> _Task details_
Please find every line in the entries below that contains the string "each", and copy it.

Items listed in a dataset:
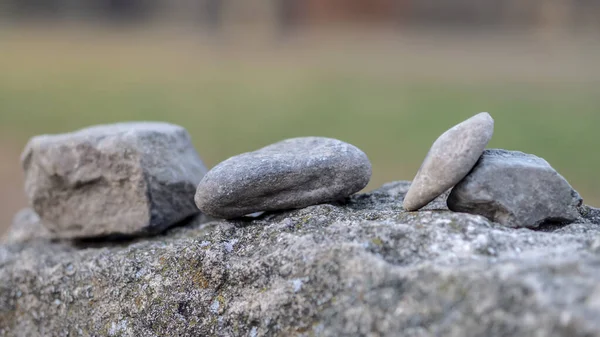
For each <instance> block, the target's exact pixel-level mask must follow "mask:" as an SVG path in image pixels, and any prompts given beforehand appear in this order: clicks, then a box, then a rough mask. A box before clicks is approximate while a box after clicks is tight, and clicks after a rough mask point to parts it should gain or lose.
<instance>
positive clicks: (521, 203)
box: [448, 149, 582, 228]
mask: <svg viewBox="0 0 600 337" xmlns="http://www.w3.org/2000/svg"><path fill="white" fill-rule="evenodd" d="M581 203H582V199H581V197H580V195H579V193H577V191H575V190H574V189H573V188H572V187H571V185H569V183H568V182H567V181H566V180H565V179H564V178H563V177H562V176H561V175H560V174H558V173H557V172H556V171H555V170H554V169H553V168H552V167H551V166H550V164H548V162H547V161H545V160H544V159H542V158H539V157H536V156H534V155H530V154H525V153H522V152H518V151H507V150H499V149H493V150H486V151H485V152H484V153H483V155H482V156H481V159H480V160H479V161H478V162H477V165H475V167H474V168H473V170H472V171H471V173H469V175H468V176H467V177H465V178H464V179H463V180H462V181H461V182H460V183H458V184H457V185H456V186H455V187H454V188H453V189H452V192H451V193H450V196H449V197H448V208H450V209H451V210H453V211H455V212H465V213H472V214H479V215H482V216H485V217H486V218H488V219H490V220H492V221H494V222H498V223H500V224H503V225H505V226H509V227H528V228H536V227H538V226H540V224H542V223H544V222H567V221H574V220H576V219H577V218H578V217H579V212H578V209H577V207H579V206H580V205H581Z"/></svg>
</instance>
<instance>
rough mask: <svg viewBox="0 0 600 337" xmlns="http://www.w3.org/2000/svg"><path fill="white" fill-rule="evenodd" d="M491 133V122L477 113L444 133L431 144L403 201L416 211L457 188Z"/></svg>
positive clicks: (478, 158) (468, 171)
mask: <svg viewBox="0 0 600 337" xmlns="http://www.w3.org/2000/svg"><path fill="white" fill-rule="evenodd" d="M493 133H494V120H493V119H492V117H491V116H490V115H489V114H488V113H487V112H482V113H479V114H477V115H475V116H473V117H471V118H469V119H467V120H466V121H463V122H462V123H459V124H457V125H455V126H453V127H452V128H450V129H449V130H448V131H446V132H444V133H443V134H442V135H441V136H440V137H438V139H437V140H436V141H435V142H434V143H433V145H432V146H431V149H430V150H429V152H428V153H427V156H426V157H425V160H424V161H423V163H422V164H421V167H420V168H419V171H418V172H417V175H416V176H415V178H414V179H413V183H412V185H411V187H410V189H409V191H408V194H407V195H406V198H405V199H404V204H403V206H404V209H406V210H407V211H416V210H418V209H420V208H422V207H423V206H425V205H427V204H428V203H429V202H431V200H433V199H435V198H436V197H438V196H439V195H441V194H442V193H444V192H445V191H447V190H449V189H450V188H452V186H454V185H456V184H457V183H458V182H459V181H460V180H461V179H463V178H464V177H465V176H466V175H467V174H468V173H469V171H471V169H472V168H473V166H474V165H475V163H476V162H477V160H478V159H479V157H480V156H481V154H482V153H483V150H484V149H485V147H486V146H487V144H488V142H489V141H490V139H491V138H492V135H493Z"/></svg>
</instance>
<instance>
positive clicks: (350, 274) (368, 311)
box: [0, 182, 600, 337]
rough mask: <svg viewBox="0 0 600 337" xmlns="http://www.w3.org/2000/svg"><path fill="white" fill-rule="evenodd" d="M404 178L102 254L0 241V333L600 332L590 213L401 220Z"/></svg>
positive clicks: (210, 224)
mask: <svg viewBox="0 0 600 337" xmlns="http://www.w3.org/2000/svg"><path fill="white" fill-rule="evenodd" d="M409 184H410V183H409V182H396V183H390V184H386V185H385V186H384V187H382V188H381V189H378V190H375V191H373V192H370V193H365V194H356V195H353V196H351V197H350V198H349V201H348V203H346V204H344V205H328V204H325V205H317V206H310V207H308V208H305V209H301V210H295V211H290V212H281V213H276V214H268V215H266V216H265V217H262V218H260V219H255V220H253V221H248V222H244V223H243V224H237V223H234V222H230V221H214V222H210V223H205V224H199V223H197V222H196V220H194V221H193V222H191V223H188V224H187V225H186V226H181V227H177V228H174V229H171V230H169V231H167V232H166V233H165V234H164V235H162V236H160V237H149V238H144V239H136V240H134V241H132V242H119V243H118V244H111V243H110V242H105V243H104V246H103V247H102V248H101V249H98V248H97V247H96V246H94V247H93V248H86V247H85V246H82V245H78V246H74V245H71V244H69V242H58V243H51V242H49V241H35V242H31V244H12V245H0V336H3V337H4V336H5V337H18V336H66V335H68V336H190V337H191V336H323V337H328V336H336V337H338V336H382V337H386V336H398V335H401V336H408V337H412V336H415V337H416V336H456V337H458V336H460V337H464V336H489V337H500V336H565V337H566V336H569V337H572V336H575V337H580V336H581V337H583V336H586V337H589V336H600V320H598V317H600V305H598V304H599V303H600V268H598V266H599V265H600V250H599V249H598V242H599V241H598V238H599V237H600V222H599V221H600V210H598V209H593V208H590V207H582V212H581V213H582V216H581V217H580V218H579V219H578V220H577V221H576V223H573V224H570V225H567V226H564V227H561V228H559V229H556V230H554V231H552V232H543V231H532V230H528V229H514V228H509V227H504V226H501V225H498V224H495V223H492V222H490V221H488V220H487V219H485V218H484V217H481V216H477V215H471V214H465V213H454V212H450V211H440V210H437V211H433V212H432V211H420V212H412V213H410V212H404V211H402V209H401V207H400V206H399V205H398V203H399V201H400V200H402V198H403V197H404V195H405V193H406V191H407V189H408V186H409Z"/></svg>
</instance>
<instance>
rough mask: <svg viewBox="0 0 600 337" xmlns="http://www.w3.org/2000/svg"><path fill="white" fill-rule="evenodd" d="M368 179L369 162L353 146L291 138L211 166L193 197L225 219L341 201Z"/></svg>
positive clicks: (326, 142)
mask: <svg viewBox="0 0 600 337" xmlns="http://www.w3.org/2000/svg"><path fill="white" fill-rule="evenodd" d="M370 178H371V163H370V162H369V159H368V158H367V156H366V155H365V153H364V152H362V151H361V150H359V149H358V148H356V147H355V146H353V145H350V144H348V143H345V142H342V141H339V140H336V139H331V138H322V137H302V138H292V139H287V140H284V141H281V142H278V143H275V144H272V145H269V146H267V147H264V148H262V149H259V150H257V151H254V152H248V153H244V154H240V155H237V156H234V157H232V158H229V159H227V160H225V161H224V162H222V163H220V164H219V165H217V166H215V167H214V168H213V169H211V170H210V171H209V172H208V173H207V174H206V175H205V176H204V178H203V179H202V181H201V182H200V184H199V185H198V189H197V192H196V197H195V200H196V205H197V206H198V208H199V209H200V210H201V211H202V212H203V213H206V214H208V215H210V216H213V217H217V218H224V219H230V218H236V217H241V216H244V215H246V214H250V213H254V212H259V211H274V210H283V209H294V208H302V207H306V206H310V205H315V204H320V203H326V202H330V201H335V200H338V199H342V198H345V197H347V196H349V195H351V194H353V193H355V192H358V191H360V190H361V189H363V188H364V187H365V186H366V185H367V184H368V183H369V179H370Z"/></svg>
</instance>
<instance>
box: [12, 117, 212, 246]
mask: <svg viewBox="0 0 600 337" xmlns="http://www.w3.org/2000/svg"><path fill="white" fill-rule="evenodd" d="M22 165H23V168H24V170H25V191H26V194H27V196H28V198H29V202H30V205H31V206H32V208H33V209H34V210H35V212H36V213H37V214H39V216H40V218H41V219H42V222H43V223H44V225H45V226H46V227H47V228H48V229H49V230H50V231H52V232H53V233H54V235H56V236H57V237H62V238H72V237H95V236H106V235H138V234H148V233H156V232H160V231H162V230H164V229H165V228H167V227H169V226H171V225H173V224H175V223H177V222H178V221H180V220H182V219H184V218H186V217H188V216H191V215H193V214H195V213H198V209H197V208H196V206H195V204H194V192H195V187H196V185H197V184H198V182H199V181H200V179H202V177H203V175H204V173H206V168H205V166H204V164H203V162H202V160H201V159H200V157H199V156H198V154H197V153H196V151H195V150H194V148H193V146H192V144H191V141H190V137H189V135H188V133H187V131H186V130H185V129H184V128H182V127H180V126H176V125H172V124H168V123H153V122H131V123H119V124H112V125H100V126H94V127H90V128H85V129H82V130H79V131H76V132H72V133H67V134H59V135H43V136H37V137H34V138H32V139H31V140H30V141H29V143H28V144H27V146H26V148H25V150H24V152H23V155H22Z"/></svg>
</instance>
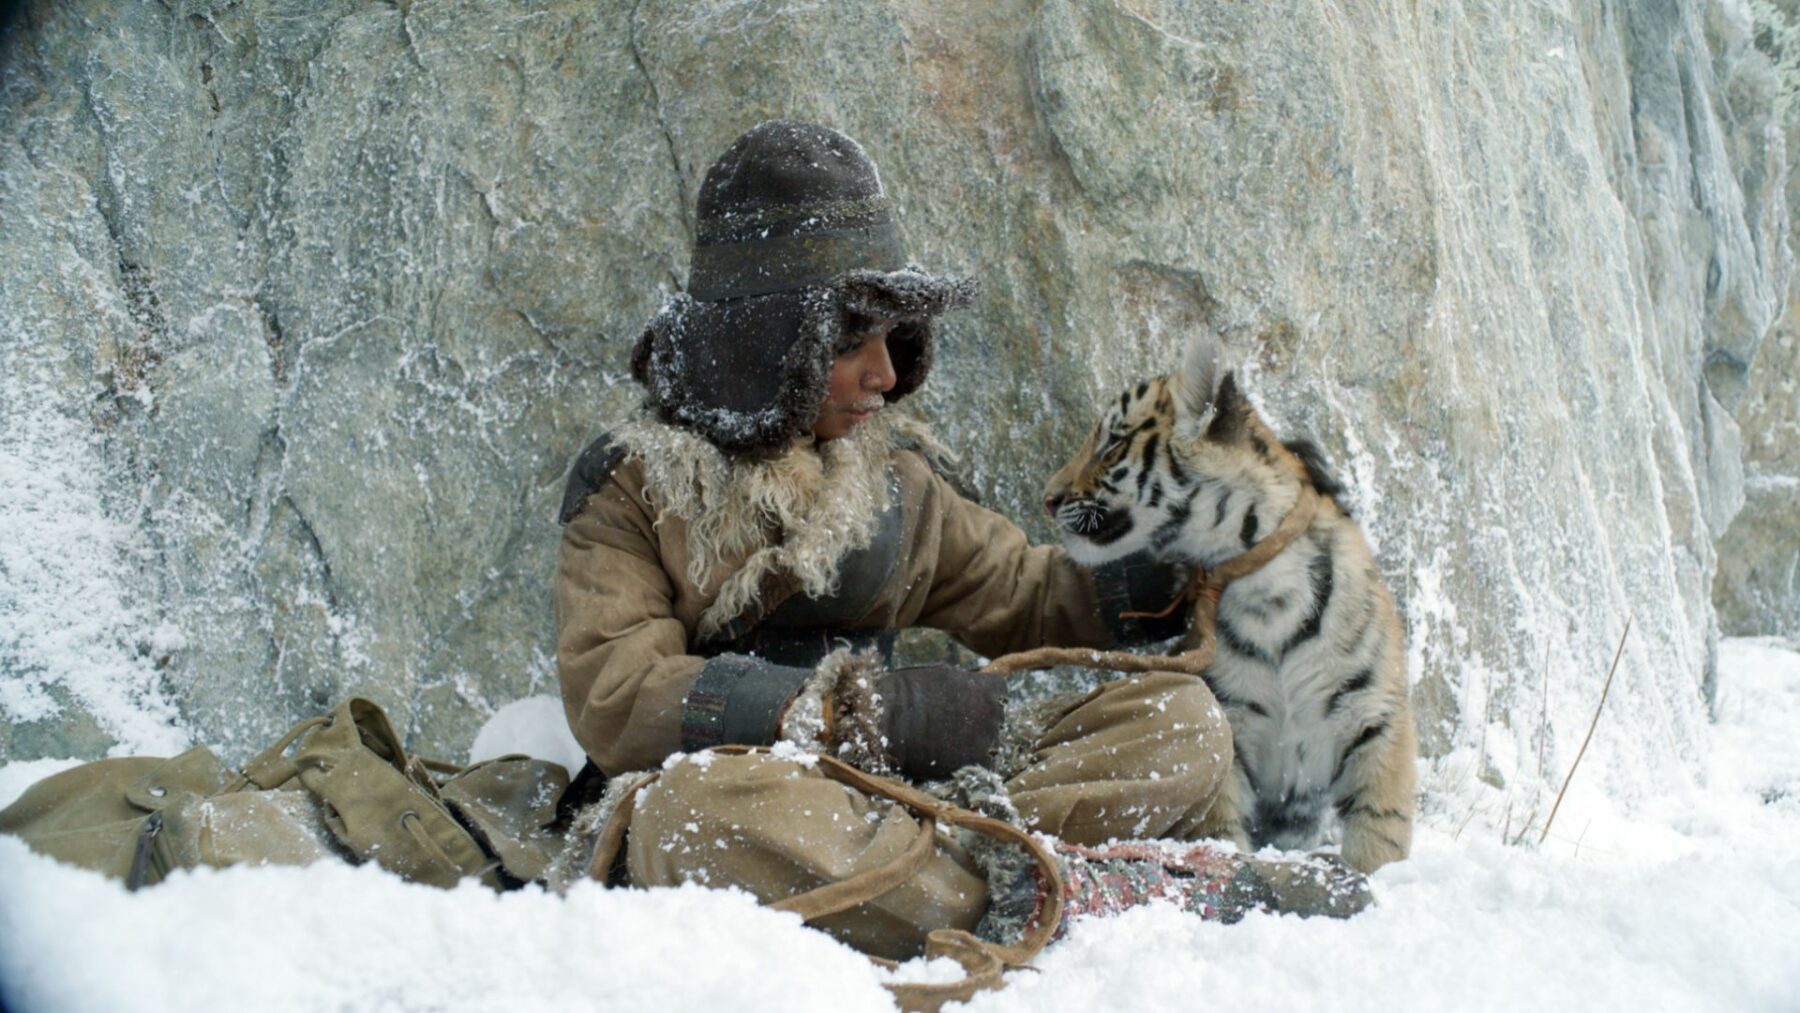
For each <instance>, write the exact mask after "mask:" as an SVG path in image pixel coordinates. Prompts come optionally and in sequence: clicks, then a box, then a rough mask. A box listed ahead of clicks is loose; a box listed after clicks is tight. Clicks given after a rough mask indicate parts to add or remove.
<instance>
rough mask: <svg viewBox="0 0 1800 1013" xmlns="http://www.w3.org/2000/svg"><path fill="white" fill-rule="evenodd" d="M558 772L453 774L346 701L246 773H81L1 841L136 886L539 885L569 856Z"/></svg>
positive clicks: (252, 763) (562, 789)
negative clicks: (313, 877)
mask: <svg viewBox="0 0 1800 1013" xmlns="http://www.w3.org/2000/svg"><path fill="white" fill-rule="evenodd" d="M567 786H569V775H567V772H565V770H563V768H562V766H560V765H554V763H547V761H542V759H531V758H526V756H502V758H497V759H490V761H484V763H477V765H473V766H468V768H463V770H457V768H452V766H446V765H441V763H432V761H427V759H421V758H416V756H407V752H405V749H403V747H401V741H400V736H398V734H396V732H394V727H392V725H391V723H389V720H387V716H385V714H383V713H382V709H380V707H378V705H374V704H373V702H369V700H360V698H351V700H347V702H344V704H340V705H338V707H337V709H335V711H333V713H331V714H329V716H320V718H308V720H304V722H301V723H299V725H295V727H293V729H292V731H290V732H288V734H286V736H283V740H281V741H277V743H274V745H272V747H270V749H266V750H263V752H261V754H257V756H256V758H252V759H250V761H248V763H245V766H243V772H236V770H230V768H229V766H225V765H223V763H220V759H218V758H216V756H214V754H212V752H211V750H207V749H202V747H196V749H191V750H187V752H184V754H180V756H175V758H169V759H158V758H126V759H101V761H95V763H86V765H81V766H76V768H72V770H65V772H61V774H54V775H50V777H45V779H43V781H38V783H36V784H32V786H31V788H27V790H25V793H23V795H20V797H18V801H14V802H13V804H11V806H7V808H4V810H0V833H13V835H18V837H20V838H23V840H25V844H29V846H31V847H32V849H34V851H40V853H43V855H49V856H52V858H58V860H61V862H68V864H72V865H81V867H86V869H95V871H99V873H104V874H108V876H115V878H119V880H126V883H128V885H131V887H139V885H149V883H157V882H160V880H162V878H164V876H166V874H167V873H173V871H175V869H193V867H196V865H214V867H223V865H238V864H252V865H268V864H275V865H304V864H310V862H317V860H320V858H340V856H347V858H353V860H367V862H376V864H380V865H382V867H385V869H391V871H394V873H398V874H401V876H405V878H409V880H416V882H423V883H434V885H443V887H450V885H455V883H457V882H459V880H463V878H464V876H473V878H479V880H481V882H484V883H488V885H493V887H500V885H504V882H502V878H500V876H499V869H504V871H506V873H508V874H509V876H513V878H515V880H520V882H529V880H538V878H542V874H544V869H545V867H547V865H549V860H551V855H553V853H554V851H556V849H558V847H560V835H558V833H554V831H553V824H554V822H556V802H558V799H560V797H562V793H563V790H565V788H567Z"/></svg>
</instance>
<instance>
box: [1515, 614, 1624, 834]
mask: <svg viewBox="0 0 1800 1013" xmlns="http://www.w3.org/2000/svg"><path fill="white" fill-rule="evenodd" d="M1631 619H1633V617H1631V615H1627V617H1625V632H1624V633H1620V635H1618V651H1615V653H1613V668H1609V669H1606V684H1604V686H1600V702H1598V704H1595V705H1593V720H1591V722H1588V736H1586V738H1582V740H1580V749H1577V750H1575V763H1570V772H1568V777H1564V779H1562V788H1561V790H1559V792H1557V801H1555V804H1553V806H1550V817H1548V819H1544V833H1541V835H1539V837H1537V846H1539V847H1543V844H1544V840H1548V838H1550V824H1553V822H1555V820H1557V810H1559V808H1562V795H1564V793H1566V792H1568V790H1570V781H1573V779H1575V768H1577V766H1580V758H1582V756H1586V754H1588V743H1589V741H1593V729H1595V727H1598V723H1600V711H1602V709H1606V695H1607V693H1609V691H1611V689H1613V673H1616V671H1618V659H1622V657H1625V637H1629V635H1631ZM1582 833H1586V831H1582ZM1575 847H1577V851H1579V849H1580V844H1579V842H1577V846H1575Z"/></svg>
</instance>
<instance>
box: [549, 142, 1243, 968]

> _Written answer_
For each <instance> block, the target's exact pixel-level mask must follow "mask:" as an SVG path in image pixels, and any prompts given beforehand appear in this order: clicks, then a box, then a rough mask. A box before clicks is approximate while a box after clicks is tight, and clicks after a rough mask point to parts it should gain or lose.
For each <instance>, write the exact mask after "mask:" as an SVG path in image pixel coordinates. Prompts come optionally and in sequence: clicks, then a box, then a rough mask. A box listed ahead of clicks is loose; a box listed after clicks is tight. Clicks given after a rough mask indicate parts to add or remove.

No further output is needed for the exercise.